### PASSAGE
★ ★ ★

Professor Joyce Harper visits Clinica Tambre to discuss egg donation and how age can affect fertility decline

Getting older has its advantages. Your experiences, your memories, everything you have felt and experienced makes you a wiser woman and therefore, more prepared to enjoy life and to face any unforeseen event

Age also implies having a more defined and coherent criteria in our relationships, family, friends and love. However, one of the biggest enemies of getting older is fertility. Our reproductive potential decreases as we get older. Whether we are men or women. It is true that the consequences of this for women are much greater than for men.

Joyce Harper, a professor at the Women’s Health Institute at the University College London, recently visited Clinica Tambre, in Madrid for a conference on the effects of age on declining fertility.

★ ★ ★

### TASKS
(a) According to the passage, in which city is Clinica Tambre located?
(b) Please rewrite the passage from "Getting older has" to "on declining fertility.", replacing "fertility" with "reproductive capacity".
(c) In one to three sentences, explain why, according to the passage, getting older leaves a woman more prepared to enjoy life and to face any unforeseen event.

### DATASET EXCERPTS
★ ★ ★

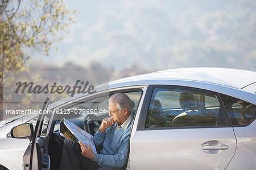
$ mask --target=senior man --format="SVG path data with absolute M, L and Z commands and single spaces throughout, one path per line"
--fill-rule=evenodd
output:
M 130 132 L 134 106 L 130 98 L 122 93 L 109 98 L 109 118 L 101 123 L 94 135 L 96 148 L 100 154 L 79 142 L 65 139 L 61 169 L 122 169 L 128 154 Z

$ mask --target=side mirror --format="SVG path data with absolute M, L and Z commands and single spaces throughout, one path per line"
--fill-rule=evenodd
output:
M 13 127 L 10 134 L 13 138 L 27 139 L 33 136 L 33 125 L 26 123 Z

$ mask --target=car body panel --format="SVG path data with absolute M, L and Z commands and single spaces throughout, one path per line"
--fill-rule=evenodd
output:
M 228 149 L 205 153 L 201 146 L 210 140 Z M 131 139 L 131 169 L 224 169 L 236 148 L 232 127 L 137 131 Z
M 256 169 L 256 121 L 248 126 L 234 127 L 234 130 L 237 148 L 226 169 Z

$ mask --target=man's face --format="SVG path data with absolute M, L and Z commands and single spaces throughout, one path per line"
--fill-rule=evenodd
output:
M 123 117 L 123 110 L 119 111 L 117 105 L 110 102 L 109 103 L 109 115 L 113 119 L 115 123 L 121 123 Z

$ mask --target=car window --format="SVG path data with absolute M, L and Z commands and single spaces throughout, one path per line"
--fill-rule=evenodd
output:
M 155 88 L 146 128 L 218 125 L 218 101 L 215 95 L 177 89 Z
M 224 94 L 221 97 L 233 126 L 246 126 L 256 118 L 255 105 Z

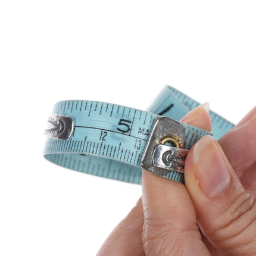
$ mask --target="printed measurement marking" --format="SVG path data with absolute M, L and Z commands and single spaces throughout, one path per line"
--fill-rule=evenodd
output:
M 129 137 L 133 137 L 133 138 L 135 138 L 136 139 L 142 139 L 142 141 L 147 141 L 146 139 L 142 139 L 142 138 L 139 138 L 139 137 L 136 137 L 136 136 L 133 136 L 133 135 L 129 135 L 129 134 L 126 134 L 126 133 L 121 133 L 121 132 L 115 132 L 114 130 L 104 129 L 102 129 L 102 128 L 92 127 L 89 127 L 89 126 L 74 126 L 74 127 L 78 127 L 78 128 L 94 129 L 96 129 L 96 130 L 105 130 L 105 131 L 107 131 L 107 132 L 114 132 L 115 133 L 119 133 L 119 134 L 122 134 L 123 135 L 129 136 Z
M 166 113 L 166 112 L 168 112 L 171 108 L 174 107 L 174 104 L 171 104 L 171 105 L 169 105 L 166 108 L 165 108 L 163 111 L 161 111 L 159 114 L 158 114 L 159 115 L 163 115 L 164 114 Z

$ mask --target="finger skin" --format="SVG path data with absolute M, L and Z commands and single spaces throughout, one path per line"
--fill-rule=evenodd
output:
M 210 115 L 205 110 L 205 108 L 202 107 L 201 106 L 196 108 L 191 111 L 189 114 L 187 114 L 182 121 L 183 123 L 189 123 L 192 125 L 196 126 L 198 124 L 198 127 L 204 129 L 205 130 L 210 130 L 211 129 L 211 122 Z M 150 175 L 151 173 L 148 173 Z M 144 176 L 145 177 L 145 176 Z M 160 178 L 156 176 L 157 179 Z M 150 180 L 155 180 L 155 177 L 152 179 L 149 178 Z M 161 179 L 161 178 L 160 178 Z M 170 180 L 166 180 L 168 183 Z M 174 185 L 174 188 L 178 189 L 176 192 L 176 194 L 179 194 L 179 189 L 180 186 L 182 188 L 180 189 L 183 191 L 183 193 L 186 194 L 185 186 L 178 183 Z M 161 184 L 161 182 L 160 182 Z M 177 199 L 179 198 L 177 197 Z M 186 196 L 186 200 L 188 201 L 188 204 L 191 204 L 191 202 L 188 200 L 188 193 Z M 176 207 L 180 207 L 179 204 L 182 199 L 176 201 Z M 174 204 L 173 204 L 174 205 Z M 192 208 L 192 206 L 191 205 Z M 180 211 L 182 211 L 182 208 L 180 208 Z M 195 211 L 192 211 L 192 213 L 189 216 L 193 216 L 193 220 L 195 220 Z M 176 218 L 180 219 L 180 216 L 177 215 Z M 136 205 L 132 209 L 131 212 L 127 216 L 127 217 L 121 221 L 120 223 L 115 228 L 115 229 L 110 235 L 106 241 L 101 246 L 99 251 L 98 252 L 97 256 L 101 255 L 144 255 L 144 249 L 142 243 L 142 230 L 144 223 L 144 216 L 142 209 L 142 204 L 141 198 L 138 202 Z M 192 233 L 195 232 L 195 230 L 198 230 L 198 227 L 193 223 L 193 227 L 191 227 L 191 231 L 189 229 L 191 235 L 194 236 L 194 234 Z M 177 232 L 178 230 L 176 230 Z M 188 233 L 187 235 L 188 235 Z M 198 236 L 198 233 L 196 233 L 196 235 Z M 177 239 L 178 238 L 177 237 Z M 184 241 L 184 239 L 182 240 Z M 176 243 L 176 245 L 177 245 Z M 192 245 L 194 246 L 194 245 Z M 191 251 L 191 248 L 189 248 Z M 192 255 L 190 254 L 189 255 Z M 151 255 L 154 255 L 152 254 Z M 173 254 L 170 254 L 173 255 Z M 197 254 L 200 255 L 200 254 Z M 203 254 L 207 255 L 207 254 Z
M 142 245 L 143 214 L 141 198 L 108 236 L 96 256 L 144 256 Z
M 256 106 L 254 107 L 242 120 L 236 124 L 236 127 L 238 127 L 247 123 L 254 115 L 256 115 Z
M 256 114 L 221 137 L 218 142 L 239 177 L 256 161 Z
M 190 114 L 183 122 L 211 129 L 210 116 L 204 108 L 196 108 Z M 201 239 L 193 204 L 183 184 L 143 170 L 142 202 L 142 239 L 146 255 L 210 255 Z
M 189 152 L 185 170 L 186 188 L 204 235 L 226 255 L 255 255 L 256 204 L 242 186 L 219 144 L 208 136 L 201 139 Z M 227 171 L 229 179 L 221 180 L 214 188 L 214 173 L 218 177 L 226 177 Z M 213 188 L 209 190 L 205 184 Z

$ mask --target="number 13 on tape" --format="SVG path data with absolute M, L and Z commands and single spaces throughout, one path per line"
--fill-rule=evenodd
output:
M 184 183 L 188 151 L 213 133 L 180 123 L 199 104 L 166 86 L 146 111 L 106 102 L 57 103 L 47 121 L 44 157 L 83 173 L 141 184 L 142 167 Z M 218 139 L 234 125 L 210 111 Z

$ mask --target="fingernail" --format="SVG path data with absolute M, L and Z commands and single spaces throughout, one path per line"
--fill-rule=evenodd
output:
M 193 149 L 193 171 L 202 192 L 209 197 L 223 193 L 230 176 L 224 153 L 210 136 L 201 138 Z
M 204 110 L 207 113 L 209 112 L 209 103 L 205 102 L 202 105 L 196 107 L 196 108 L 194 108 L 191 111 L 189 112 L 186 115 L 185 115 L 180 120 L 181 122 L 187 122 L 191 118 L 193 118 L 195 117 L 195 113 L 198 111 L 200 111 L 201 110 Z

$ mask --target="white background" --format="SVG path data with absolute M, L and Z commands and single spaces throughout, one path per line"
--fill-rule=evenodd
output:
M 0 255 L 93 255 L 141 187 L 42 157 L 56 102 L 145 110 L 171 85 L 237 123 L 255 105 L 255 1 L 1 1 Z

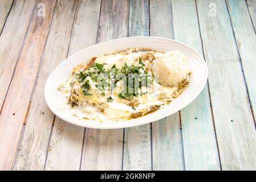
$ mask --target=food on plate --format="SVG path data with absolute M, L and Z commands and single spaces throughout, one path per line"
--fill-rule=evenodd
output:
M 187 88 L 190 75 L 180 51 L 131 48 L 83 63 L 58 90 L 66 109 L 79 118 L 119 121 L 169 104 Z

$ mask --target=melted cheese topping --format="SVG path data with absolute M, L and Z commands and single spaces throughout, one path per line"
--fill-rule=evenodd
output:
M 151 69 L 153 60 L 164 54 L 164 52 L 148 49 L 131 48 L 99 55 L 94 58 L 93 63 L 105 64 L 104 65 L 105 69 L 111 68 L 114 64 L 116 68 L 121 68 L 125 64 L 140 65 L 138 60 L 141 57 L 147 72 L 152 75 Z M 86 80 L 88 81 L 91 95 L 85 96 L 82 88 L 83 83 L 79 82 L 77 74 L 91 66 L 87 63 L 75 68 L 73 74 L 58 88 L 67 109 L 81 119 L 118 121 L 144 115 L 174 100 L 187 87 L 189 81 L 190 74 L 187 73 L 184 75 L 186 79 L 172 87 L 163 86 L 154 80 L 150 87 L 142 86 L 139 89 L 137 96 L 128 100 L 119 97 L 119 94 L 124 90 L 122 80 L 115 84 L 114 92 L 107 90 L 104 95 L 102 95 L 97 88 L 97 83 L 87 77 Z M 139 71 L 140 73 L 144 72 L 143 69 Z M 108 102 L 109 97 L 113 100 Z

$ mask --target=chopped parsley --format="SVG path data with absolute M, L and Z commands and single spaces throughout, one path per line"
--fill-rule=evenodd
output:
M 120 98 L 131 100 L 134 96 L 141 93 L 142 86 L 147 86 L 152 84 L 152 77 L 145 70 L 144 64 L 142 63 L 141 57 L 139 58 L 140 65 L 128 65 L 127 63 L 120 68 L 113 65 L 111 69 L 105 69 L 106 64 L 95 63 L 91 68 L 84 72 L 80 72 L 77 74 L 78 81 L 82 83 L 82 88 L 84 96 L 91 96 L 89 92 L 91 86 L 89 80 L 91 78 L 97 86 L 100 93 L 105 96 L 105 92 L 110 90 L 111 92 L 115 88 L 115 84 L 121 80 L 126 79 L 124 83 L 124 89 L 118 94 Z M 119 79 L 117 79 L 119 78 Z M 108 102 L 112 102 L 111 97 L 107 99 Z
M 107 98 L 107 102 L 111 102 L 112 101 L 113 101 L 113 98 L 112 98 L 112 97 L 108 97 Z

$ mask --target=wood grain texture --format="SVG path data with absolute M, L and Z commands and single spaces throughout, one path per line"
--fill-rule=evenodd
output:
M 209 3 L 216 16 L 208 15 Z M 222 168 L 255 170 L 256 134 L 225 2 L 197 5 Z
M 170 1 L 150 1 L 151 36 L 174 39 L 172 21 Z M 178 113 L 152 123 L 152 146 L 153 170 L 184 169 Z
M 254 27 L 254 31 L 256 33 L 256 0 L 246 0 L 246 3 Z
M 13 0 L 2 0 L 0 1 L 0 32 L 5 26 L 6 18 L 10 11 Z
M 56 6 L 14 170 L 44 169 L 54 115 L 45 102 L 42 88 L 67 56 L 76 5 L 76 0 L 62 0 Z
M 2 45 L 0 47 L 1 107 L 22 47 L 35 2 L 35 0 L 30 2 L 15 1 L 0 36 L 0 43 Z
M 39 2 L 46 5 L 46 16 L 34 14 L 0 115 L 0 170 L 10 169 L 14 161 L 56 3 Z
M 102 1 L 97 43 L 128 34 L 128 1 Z M 82 170 L 120 170 L 123 129 L 86 129 Z
M 203 55 L 195 1 L 173 0 L 172 5 L 175 40 Z M 209 94 L 206 85 L 199 96 L 181 111 L 186 170 L 220 169 Z
M 247 11 L 246 3 L 238 0 L 227 1 L 233 28 L 243 68 L 251 105 L 256 118 L 256 35 Z M 255 121 L 254 121 L 255 122 Z M 256 165 L 256 162 L 255 162 Z
M 129 36 L 149 36 L 149 1 L 130 1 L 129 14 Z M 151 170 L 151 125 L 124 129 L 124 139 L 123 169 Z
M 78 2 L 68 55 L 95 43 L 100 1 Z M 84 128 L 56 118 L 46 170 L 79 170 Z

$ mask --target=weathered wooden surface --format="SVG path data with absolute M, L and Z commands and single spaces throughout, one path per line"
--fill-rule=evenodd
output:
M 246 0 L 249 12 L 256 33 L 256 0 Z
M 1 1 L 0 169 L 255 169 L 255 0 Z M 51 113 L 45 82 L 67 56 L 149 35 L 205 57 L 209 88 L 191 104 L 124 130 Z
M 45 102 L 42 88 L 51 72 L 67 56 L 76 3 L 76 0 L 59 1 L 56 6 L 14 169 L 44 169 L 55 117 Z
M 203 55 L 196 2 L 173 0 L 172 4 L 175 40 Z M 181 111 L 181 120 L 186 169 L 220 169 L 207 84 L 199 96 Z
M 0 33 L 5 25 L 13 2 L 13 0 L 2 0 L 0 1 Z
M 128 1 L 101 2 L 97 43 L 128 35 Z M 123 129 L 86 129 L 81 169 L 122 168 Z
M 165 17 L 165 20 L 160 20 Z M 151 1 L 151 36 L 174 39 L 170 1 Z M 178 112 L 152 123 L 153 169 L 184 169 L 181 130 Z
M 149 35 L 149 1 L 130 1 L 129 36 Z M 151 169 L 151 125 L 124 129 L 124 170 Z
M 0 36 L 0 106 L 2 107 L 23 40 L 26 35 L 35 0 L 16 1 Z M 16 22 L 14 24 L 13 22 Z M 19 30 L 19 31 L 17 31 Z
M 78 2 L 68 55 L 95 44 L 100 3 L 100 1 L 93 0 L 80 1 Z M 82 38 L 83 39 L 81 39 Z M 84 128 L 74 126 L 56 118 L 46 169 L 79 170 L 84 133 Z
M 216 16 L 197 1 L 221 166 L 255 169 L 256 134 L 229 12 L 225 1 L 210 2 Z
M 14 161 L 56 2 L 39 2 L 45 17 L 34 14 L 0 115 L 0 169 L 10 169 Z

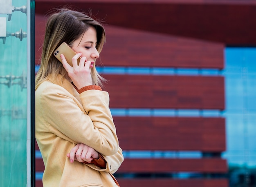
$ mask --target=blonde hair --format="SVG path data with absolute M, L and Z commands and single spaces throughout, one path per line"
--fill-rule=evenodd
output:
M 61 9 L 48 18 L 46 24 L 40 68 L 36 76 L 36 89 L 48 78 L 56 81 L 59 74 L 62 80 L 67 74 L 62 64 L 53 55 L 54 51 L 63 42 L 72 46 L 73 42 L 87 29 L 93 27 L 96 29 L 96 49 L 100 53 L 106 42 L 105 31 L 99 22 L 81 12 L 67 9 Z M 106 80 L 97 72 L 95 65 L 91 75 L 92 84 L 103 86 Z

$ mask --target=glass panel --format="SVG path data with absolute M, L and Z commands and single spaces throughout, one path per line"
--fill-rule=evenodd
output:
M 0 0 L 0 186 L 2 187 L 27 184 L 26 5 L 26 0 Z
M 225 50 L 227 151 L 230 186 L 255 186 L 256 48 Z

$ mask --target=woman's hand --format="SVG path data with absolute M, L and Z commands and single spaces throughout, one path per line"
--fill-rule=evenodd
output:
M 86 58 L 83 56 L 81 58 L 79 65 L 77 65 L 77 59 L 81 55 L 82 53 L 79 53 L 72 58 L 72 67 L 68 64 L 63 54 L 61 55 L 63 66 L 67 72 L 68 76 L 78 89 L 92 85 L 91 69 L 93 67 L 94 63 L 94 62 L 87 61 Z
M 71 163 L 73 163 L 74 160 L 80 163 L 85 161 L 90 163 L 93 158 L 98 159 L 99 158 L 98 152 L 83 143 L 77 144 L 71 149 L 67 156 L 69 158 Z

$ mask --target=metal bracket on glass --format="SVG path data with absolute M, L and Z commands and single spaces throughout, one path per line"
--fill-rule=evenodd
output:
M 0 38 L 2 38 L 3 40 L 3 44 L 5 44 L 6 38 L 9 36 L 15 36 L 16 38 L 20 39 L 20 40 L 22 41 L 25 38 L 27 38 L 27 32 L 23 32 L 22 28 L 20 28 L 19 31 L 17 31 L 15 33 L 9 33 L 7 32 L 5 35 L 5 36 L 1 37 Z
M 27 32 L 23 32 L 22 29 L 20 28 L 19 31 L 17 31 L 15 33 L 6 33 L 6 37 L 8 37 L 9 36 L 15 36 L 16 38 L 20 38 L 20 41 L 22 41 L 24 38 L 27 38 Z
M 0 84 L 6 85 L 9 88 L 12 85 L 18 85 L 20 86 L 22 91 L 23 88 L 27 88 L 27 74 L 25 71 L 23 71 L 20 76 L 15 76 L 10 74 L 0 76 L 0 78 L 6 79 L 5 81 L 0 82 Z M 13 81 L 16 80 L 18 80 L 18 81 Z
M 12 0 L 0 0 L 0 14 L 7 14 L 8 21 L 11 21 L 12 13 L 14 11 L 20 11 L 27 13 L 27 6 L 15 7 L 12 6 Z

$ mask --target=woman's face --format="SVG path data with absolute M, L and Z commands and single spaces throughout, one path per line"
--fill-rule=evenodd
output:
M 90 27 L 83 36 L 74 42 L 72 47 L 76 53 L 81 53 L 81 57 L 86 57 L 86 61 L 95 62 L 99 57 L 99 54 L 96 49 L 97 44 L 96 29 Z

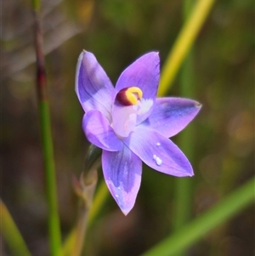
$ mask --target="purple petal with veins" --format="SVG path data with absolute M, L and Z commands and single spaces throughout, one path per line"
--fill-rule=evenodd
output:
M 107 186 L 124 214 L 133 208 L 139 190 L 142 162 L 177 177 L 192 176 L 192 167 L 168 138 L 195 117 L 201 105 L 189 99 L 156 99 L 159 84 L 158 53 L 131 64 L 114 88 L 94 55 L 78 60 L 76 92 L 86 114 L 88 139 L 103 149 Z
M 127 215 L 134 205 L 140 187 L 142 161 L 123 146 L 117 152 L 103 151 L 102 167 L 113 198 Z

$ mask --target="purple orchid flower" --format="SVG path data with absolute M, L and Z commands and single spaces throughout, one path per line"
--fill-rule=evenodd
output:
M 125 215 L 139 191 L 142 162 L 178 177 L 192 176 L 190 163 L 168 138 L 181 131 L 201 105 L 180 98 L 159 98 L 158 53 L 146 54 L 130 65 L 113 87 L 94 55 L 78 60 L 76 92 L 85 111 L 88 139 L 103 150 L 106 185 Z

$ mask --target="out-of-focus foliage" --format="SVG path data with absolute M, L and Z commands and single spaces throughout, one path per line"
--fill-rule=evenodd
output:
M 35 78 L 33 16 L 26 1 L 3 3 L 2 197 L 33 255 L 47 255 L 47 207 Z M 162 65 L 182 26 L 181 1 L 42 1 L 42 28 L 59 205 L 64 236 L 75 224 L 71 176 L 88 143 L 74 92 L 77 57 L 93 52 L 116 82 L 139 55 L 160 52 Z M 193 217 L 254 173 L 253 3 L 218 1 L 194 48 L 196 100 Z M 177 77 L 170 94 L 180 94 Z M 178 137 L 173 138 L 178 143 Z M 101 178 L 101 172 L 99 172 Z M 87 239 L 88 255 L 139 255 L 172 231 L 176 178 L 144 168 L 137 203 L 124 217 L 109 198 Z M 253 208 L 205 236 L 190 255 L 251 255 Z M 3 243 L 3 252 L 8 254 Z

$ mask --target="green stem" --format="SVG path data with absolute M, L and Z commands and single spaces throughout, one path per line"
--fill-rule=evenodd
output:
M 11 214 L 0 199 L 1 233 L 13 255 L 31 256 Z
M 37 88 L 38 95 L 39 119 L 43 154 L 46 194 L 48 207 L 48 230 L 52 256 L 60 253 L 61 236 L 58 213 L 57 188 L 54 147 L 51 134 L 50 114 L 47 99 L 46 74 L 42 51 L 42 32 L 40 20 L 40 0 L 32 1 L 35 9 L 35 48 L 37 54 Z
M 184 0 L 183 13 L 184 20 L 186 20 L 190 15 L 194 0 Z M 195 77 L 193 71 L 193 51 L 187 54 L 180 76 L 180 94 L 184 97 L 193 98 L 195 95 Z M 178 145 L 192 162 L 194 160 L 194 125 L 190 124 L 178 135 Z M 193 198 L 193 179 L 190 178 L 176 179 L 175 180 L 175 202 L 173 214 L 173 229 L 178 230 L 190 219 L 191 214 Z M 184 255 L 184 251 L 178 256 Z
M 108 198 L 108 196 L 109 196 L 108 188 L 105 185 L 105 180 L 103 180 L 99 185 L 97 193 L 95 194 L 95 197 L 93 202 L 92 208 L 88 212 L 87 230 L 90 228 L 91 225 L 93 224 L 95 218 L 97 217 L 98 213 L 102 209 L 104 203 Z M 74 229 L 66 238 L 62 247 L 61 256 L 71 255 L 71 252 L 73 248 L 74 244 L 76 243 L 76 230 Z
M 215 0 L 198 0 L 192 14 L 181 30 L 163 66 L 158 95 L 165 95 L 177 71 L 194 43 Z
M 58 213 L 55 167 L 50 130 L 49 110 L 47 101 L 39 101 L 39 116 L 42 133 L 42 145 L 44 161 L 46 193 L 48 207 L 48 232 L 52 256 L 60 255 L 61 236 Z
M 196 219 L 173 236 L 167 237 L 141 256 L 174 256 L 182 250 L 187 249 L 213 228 L 254 203 L 254 185 L 255 178 L 253 177 Z

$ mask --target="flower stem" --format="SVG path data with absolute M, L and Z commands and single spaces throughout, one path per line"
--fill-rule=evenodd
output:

★ ★ ★

### REPLIES
(a) Madrid.

(b)
Getting older has its advantages. Your experiences, your memories, everything you have felt and experienced makes you a wiser woman and therefore, more prepared to enjoy life and to face any unforeseen event

Age also implies having a more defined and coherent criteria in our relationships, family, friends and love. However, one of the biggest enemies of getting older is reproductive capacity. Our reproductive potential decreases as we get older. Whether we are men or women. It is true that the consequences of this for women are much greater than for men.

Joyce Harper, a professor at the Women’s Health Institute at the University College London, recently visited Clinica Tambre, in Madrid for a conference on the effects of age on declining reproductive capacity.

(c) Her experiences, her memories and everything she has felt and experienced make her a wiser woman. That wisdom leaves her more prepared to enjoy life and to face the unforeseen.